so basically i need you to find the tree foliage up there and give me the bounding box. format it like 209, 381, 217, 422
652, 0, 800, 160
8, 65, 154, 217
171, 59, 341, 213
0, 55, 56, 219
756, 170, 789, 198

-.-.-

(Your assignment)
Exactly as they appear, restate all of the entries.

(Written response)
so basically i need you to find the tree foliage up there and give me the bounding box. format it like 209, 381, 217, 422
652, 0, 800, 160
8, 65, 154, 217
171, 59, 341, 213
0, 55, 56, 219
756, 170, 789, 198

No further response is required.